▶ _页面正文_
● ● ●

警察赶到时,态度冷淡,环顾一圈后询问米歇尔一家,想要以什么罪名指控洛奇。米歇尔的母亲疑惑,这难道不是警方该考虑的吗?最后,警方以强闯民宅为由处罚了洛奇,但报告单上既没有拍下碎了一地的玻璃,也没有提及滴着血的胳膊,更别说孩子们空洞的眼神,而只是写着当事人“在到岳母家接九岁的女儿(实际上只有7岁)时打破了后门窗户”。
也是那晚,米歇尔婚后第一次回到父母家中居住。她告诉母亲,洛奇曾经不知从哪儿抓回来一条蛇养在客厅,还说会趁米歇尔睡觉时放在她床上,又或是趁她洗澡时放进浴室,伪造出一场意外。漆黑的夜里,米歇尔语气飘忽,身旁是震惊到说不出话的母亲。
电影《隐形人》剧照。
母亲央求女儿把这一切写下来,去警局申请限制令,米歇尔也的确照做了。洛奇很快被关进当地监狱。那晚,朋友们带米歇尔去酒吧庆祝二十三岁的生日,这是米歇尔第一次摆脱洛奇的控制单独去酒吧,但那晚她只喝了一杯就起身想回家,说要和孩子待在一起。“洛奇试图让她相信外面的世界意味着危险,但不想让她知道,其实真正的危险来自他。”
然而,两天后米歇尔接到电话,“洛奇已被保释”。据说洛奇在狱中声泪俱下,哭诉自己什么都没做错,只是一个想接孩子的爸爸。电话这头的米歇尔神色大变,她母亲回忆女儿“吓得魂不附体”,对着电话大喊大叫,随后冲进地区检察官办公室撤回了所有指控,“他从来没有威胁过我。没有蛇。都怪我。他是个特别棒的丈夫和父亲”。
那一刻,她对限制令的信赖崩塌了。蕾切尔·斯奈德在书中称,那几乎是米歇尔的本能反应。“当一头熊渐渐逼近时,你会猛地起身尖叫、虚张声势,还是躺下来装死?但可以肯定的是,当那头熊马上就要到你面前时,你不会指望得到野生动物保护条例的帮助。”
美剧《闪亮女孩》剧照。
被捆缚的受害者:
“为什么还不离开?”
米歇尔最终否认了指控书上所有的话,选择在所有人面前和洛奇站在一起,以表“忠诚”。这一行为或许间接导致整个事件的走势无可挽回。事发后多年,当时的检察官回忆起调查经过时称无能为力,“司法系统并不是为不合作的证人设立的”。可蕾切尔在走访中也得知,在这片土地上,几乎每天都有凶杀案发生在不合作的受害者身上。为什么米歇尔她们选择留下来?
综合近年来多起发生在各地的亲密伴侣凶杀案,蕾切尔发现这些受害者都有一个共同点,她们曾一次又一次尝试过任何可能的办法,却无一例外都在诸多外部力量撤出后,刺激那头正在逼近的熊变本加厉。从身边的亲友到警方,他们的表现都像是在告诉当事人:“你太夸张了”“事情没那么严重”“他只是想见见孩子”…… 这些判断渗透着明显的性别刻板印象,男人是强壮的,女人是柔弱的,男人是理性的,而女人是歇斯底里的。洛奇被保释的那一刻所传递给米歇尔的信息是,“体系也将我的自由置于你的安全之上”。

● ● ●

▶ _数据记录_
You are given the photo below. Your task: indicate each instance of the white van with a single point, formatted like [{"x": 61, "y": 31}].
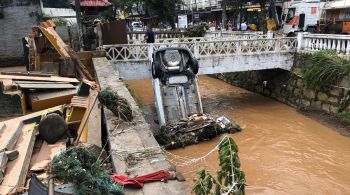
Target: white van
[
  {"x": 302, "y": 16},
  {"x": 137, "y": 26}
]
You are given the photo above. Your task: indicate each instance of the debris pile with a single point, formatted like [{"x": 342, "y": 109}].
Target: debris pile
[
  {"x": 118, "y": 105},
  {"x": 197, "y": 128},
  {"x": 78, "y": 166},
  {"x": 59, "y": 96}
]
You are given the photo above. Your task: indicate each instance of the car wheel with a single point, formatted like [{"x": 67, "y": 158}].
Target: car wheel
[{"x": 156, "y": 70}]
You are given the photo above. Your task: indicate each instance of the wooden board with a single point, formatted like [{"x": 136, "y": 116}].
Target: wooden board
[
  {"x": 94, "y": 123},
  {"x": 45, "y": 86},
  {"x": 16, "y": 170},
  {"x": 43, "y": 100},
  {"x": 35, "y": 78}
]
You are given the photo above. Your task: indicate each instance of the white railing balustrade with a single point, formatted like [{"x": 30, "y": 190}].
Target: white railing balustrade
[
  {"x": 317, "y": 42},
  {"x": 135, "y": 37},
  {"x": 238, "y": 34},
  {"x": 202, "y": 49}
]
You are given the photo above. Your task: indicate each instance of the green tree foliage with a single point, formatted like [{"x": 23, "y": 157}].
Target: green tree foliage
[
  {"x": 126, "y": 5},
  {"x": 230, "y": 178},
  {"x": 325, "y": 68},
  {"x": 164, "y": 10},
  {"x": 78, "y": 166},
  {"x": 56, "y": 3}
]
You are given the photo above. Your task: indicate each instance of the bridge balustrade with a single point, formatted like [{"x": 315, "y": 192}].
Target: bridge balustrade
[
  {"x": 202, "y": 49},
  {"x": 135, "y": 37},
  {"x": 317, "y": 42}
]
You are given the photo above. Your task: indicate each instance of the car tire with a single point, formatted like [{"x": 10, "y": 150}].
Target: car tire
[
  {"x": 194, "y": 66},
  {"x": 156, "y": 71}
]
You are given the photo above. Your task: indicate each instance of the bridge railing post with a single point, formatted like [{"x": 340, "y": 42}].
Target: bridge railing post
[
  {"x": 238, "y": 48},
  {"x": 196, "y": 50},
  {"x": 301, "y": 40},
  {"x": 150, "y": 52}
]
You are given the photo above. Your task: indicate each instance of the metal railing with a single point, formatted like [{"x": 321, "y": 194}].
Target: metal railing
[{"x": 202, "y": 49}]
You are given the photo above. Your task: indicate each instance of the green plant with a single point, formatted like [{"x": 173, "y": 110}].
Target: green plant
[
  {"x": 60, "y": 22},
  {"x": 118, "y": 105},
  {"x": 325, "y": 68},
  {"x": 230, "y": 178},
  {"x": 342, "y": 117},
  {"x": 196, "y": 31},
  {"x": 78, "y": 166}
]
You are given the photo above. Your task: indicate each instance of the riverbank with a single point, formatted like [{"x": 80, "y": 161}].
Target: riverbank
[
  {"x": 328, "y": 120},
  {"x": 281, "y": 150}
]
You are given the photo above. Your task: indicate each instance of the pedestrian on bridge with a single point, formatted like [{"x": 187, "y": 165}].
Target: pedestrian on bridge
[{"x": 149, "y": 37}]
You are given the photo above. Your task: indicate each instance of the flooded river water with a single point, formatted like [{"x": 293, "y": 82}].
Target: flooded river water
[{"x": 281, "y": 150}]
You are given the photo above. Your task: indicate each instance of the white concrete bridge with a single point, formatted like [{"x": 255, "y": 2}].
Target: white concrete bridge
[{"x": 220, "y": 54}]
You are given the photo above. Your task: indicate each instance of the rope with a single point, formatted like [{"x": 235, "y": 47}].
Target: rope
[{"x": 187, "y": 161}]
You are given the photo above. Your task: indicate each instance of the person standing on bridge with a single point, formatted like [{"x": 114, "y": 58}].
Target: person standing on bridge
[{"x": 149, "y": 37}]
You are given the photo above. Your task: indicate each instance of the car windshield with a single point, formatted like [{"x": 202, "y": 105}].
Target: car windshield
[{"x": 291, "y": 13}]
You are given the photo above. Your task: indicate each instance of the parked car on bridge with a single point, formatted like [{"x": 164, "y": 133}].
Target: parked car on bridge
[{"x": 137, "y": 26}]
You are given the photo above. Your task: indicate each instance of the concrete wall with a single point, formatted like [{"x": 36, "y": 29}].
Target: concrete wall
[
  {"x": 19, "y": 17},
  {"x": 290, "y": 88}
]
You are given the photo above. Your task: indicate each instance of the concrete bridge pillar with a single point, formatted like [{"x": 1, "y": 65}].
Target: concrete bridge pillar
[
  {"x": 300, "y": 39},
  {"x": 269, "y": 34}
]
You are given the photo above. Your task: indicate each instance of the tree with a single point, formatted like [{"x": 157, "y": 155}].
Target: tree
[
  {"x": 125, "y": 5},
  {"x": 56, "y": 4},
  {"x": 234, "y": 6},
  {"x": 163, "y": 10}
]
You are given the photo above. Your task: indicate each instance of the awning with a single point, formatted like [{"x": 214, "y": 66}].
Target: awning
[{"x": 93, "y": 3}]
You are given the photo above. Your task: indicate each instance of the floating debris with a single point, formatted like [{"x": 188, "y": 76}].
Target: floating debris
[{"x": 197, "y": 128}]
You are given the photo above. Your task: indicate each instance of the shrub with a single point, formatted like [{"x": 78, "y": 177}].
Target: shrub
[{"x": 325, "y": 68}]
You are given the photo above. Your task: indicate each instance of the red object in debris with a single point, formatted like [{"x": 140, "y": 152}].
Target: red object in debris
[
  {"x": 93, "y": 3},
  {"x": 137, "y": 181}
]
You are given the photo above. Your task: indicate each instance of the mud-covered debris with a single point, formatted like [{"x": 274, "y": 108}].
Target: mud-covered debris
[{"x": 198, "y": 128}]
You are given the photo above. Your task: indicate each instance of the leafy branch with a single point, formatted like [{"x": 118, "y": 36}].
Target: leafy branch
[{"x": 230, "y": 178}]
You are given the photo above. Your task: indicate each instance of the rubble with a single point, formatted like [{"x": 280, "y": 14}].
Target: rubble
[{"x": 197, "y": 128}]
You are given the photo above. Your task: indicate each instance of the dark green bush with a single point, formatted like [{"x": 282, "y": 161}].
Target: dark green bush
[{"x": 325, "y": 68}]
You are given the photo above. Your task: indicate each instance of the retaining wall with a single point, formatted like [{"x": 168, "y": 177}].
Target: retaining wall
[{"x": 289, "y": 87}]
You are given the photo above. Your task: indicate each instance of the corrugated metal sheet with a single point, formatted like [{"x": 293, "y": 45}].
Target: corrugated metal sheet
[
  {"x": 94, "y": 3},
  {"x": 342, "y": 4}
]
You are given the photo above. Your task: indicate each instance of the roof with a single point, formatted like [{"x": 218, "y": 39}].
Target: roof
[
  {"x": 338, "y": 4},
  {"x": 93, "y": 3}
]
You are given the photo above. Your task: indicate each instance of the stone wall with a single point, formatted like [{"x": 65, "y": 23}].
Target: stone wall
[
  {"x": 18, "y": 18},
  {"x": 290, "y": 88}
]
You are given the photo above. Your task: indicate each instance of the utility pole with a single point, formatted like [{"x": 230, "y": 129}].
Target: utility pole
[{"x": 78, "y": 15}]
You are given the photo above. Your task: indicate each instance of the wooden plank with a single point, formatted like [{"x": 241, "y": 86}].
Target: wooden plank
[
  {"x": 2, "y": 127},
  {"x": 3, "y": 165},
  {"x": 94, "y": 123},
  {"x": 43, "y": 100},
  {"x": 16, "y": 170},
  {"x": 40, "y": 82},
  {"x": 46, "y": 86},
  {"x": 35, "y": 78},
  {"x": 27, "y": 74}
]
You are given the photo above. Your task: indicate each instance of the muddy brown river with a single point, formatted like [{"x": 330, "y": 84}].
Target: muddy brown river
[{"x": 281, "y": 150}]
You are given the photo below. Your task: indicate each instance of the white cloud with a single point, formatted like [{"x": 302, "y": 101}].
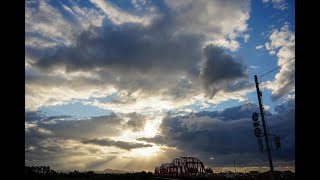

● ● ●

▶ _任务清单_
1 - 请原样抄录讲述米歇尔遭遇的正文中的一段:从含有“母亲央求女儿把这一切写下来,去警局申请限”的那句话开始,到“为什么米歇尔她们选择留下来?”结束。
2 - 讲述米歇尔遭遇的正文在最后一句后停住了,请从那里往下续写。

▶ _任务回答_
1 -
母亲央求女儿把这一切写下来,去警局申请限制令,米歇尔也的确照做了。洛奇很快被关进当地监狱。那晚,朋友们带米歇尔去酒吧庆祝二十三岁的生日,这是米歇尔第一次摆脱洛奇的控制单独去酒吧,但那晚她只喝了一杯就起身想回家,说要和孩子待在一起。“洛奇试图让她相信外面的世界意味着危险,但不想让她知道,其实真正的危险来自他。”
然而,两天后米歇尔接到电话,“洛奇已被保释”。据说洛奇在狱中声泪俱下,哭诉自己什么都没做错,只是一个想接孩子的爸爸。电话这头的米歇尔神色大变,她母亲回忆女儿“吓得魂不附体”,对着电话大喊大叫,随后冲进地区检察官办公室撤回了所有指控,“他从来没有威胁过我。没有蛇。都怪我。他是个特别棒的丈夫和父亲”。
那一刻,她对限制令的信赖崩塌了。蕾切尔·斯奈德在书中称,那几乎是米歇尔的本能反应。“当一头熊渐渐逼近时,你会猛地起身尖叫、虚张声势,还是躺下来装死?但可以肯定的是,当那头熊马上就要到你面前时,你不会指望得到野生动物保护条例的帮助。”
美剧《闪亮女孩》剧照。
被捆缚的受害者:
“为什么还不离开?”
米歇尔最终否认了指控书上所有的话,选择在所有人面前和洛奇站在一起,以表“忠诚”。这一行为或许间接导致整个事件的走势无可挽回。事发后多年,当时的检察官回忆起调查经过时称无能为力,“司法系统并不是为不合作的证人设立的”。可蕾切尔在走访中也得知,在这片土地上,几乎每天都有凶杀案发生在不合作的受害者身上。为什么米歇尔她们选择留下来?

2 -
延伸阅读《他为什么打我:家庭暴力的识别与自救》,[美]伦迪·班克罗夫特著,余莉译,北京联合出版公司,2021年11月。
即便米歇尔带着孩子逃出去,她们又该如何生活?米歇尔没有收入和工作经验,那天洛奇强闯娘家已经表明这些都无济于事。当人们一遍遍追问“为什么受害者还不跑”时,体系中的漏洞早就筛过了“该怎么保护这个人”这类再实际不过的问题。对于米歇尔而言:“世界之大,那个男人会倾尽所有找到我。”
换言之,米歇尔选择的不是“留下来”,而是“活下去”,蹑手蹑脚地走向属于她和孩子们的自由。慢慢地,受害者学会了一套安抚愤怒配偶的方法——恳求、哄骗、发誓,以及在公开场合与配偶立场一致,以此为自己争取安全脱身的时间。她们甚至可能无法意识到形势正在变得越来越严峻,直到凶杀案发生的前一刻,都怀抱一线希望,觉得只要孩子在身边,对方就不会伤害自己。
落到具体的家庭关系中,形势的变化常常难以捕捉。操纵大多很隐蔽地潜伏着,而且往往是由那些低级的攻击和威胁所构筑的。在《胁迫掌控:在生活中男人如何使女人陷入罗网》中,埃文·史塔克称百分之二十存在家暴的关系中没有出现肢体暴力,他将这种在不伤及受害者肢体的情况下,主导其日常生活的方式称为“胁迫掌控”。而在胁迫掌控中,外人看来的威胁可能会被当事人解读为爱,特别是在其中一方极其敏感脆弱的情况下。对于米歇尔而言,真正的捆缚在于即便她感知到自己在家中是个“被强迫的人质”,她也很难相信,一个爱着或曾经爱过的人真的会危及她的性命。
美剧《大小谎言》(第一季)剧照。
更艰难的是,大多数亲密关系中的暴力时刻是波峰式的。当愤怒的施暴方事后道歉时,讲述着自己也曾是某段关系中的受害者,以及自己又是如何在同原生环境遗留的阴影艰难搏斗,这时,选择再一次原谅的米歇尔们并不仅仅是幻想对方会真的改变,而是那一刻她们同样产生了向内的自我怀疑,觉得“是不是我不够包容”“是不是我的方式不对”。亲密关系的复杂性也恰在于此,双方都完全地看到了对方的“强大”与“软弱”,“暴虐”与“依赖”,而同这种“软弱与依赖”作斗争才是最难的。
失控的障眼法:
“为什么施暴者停不下来?”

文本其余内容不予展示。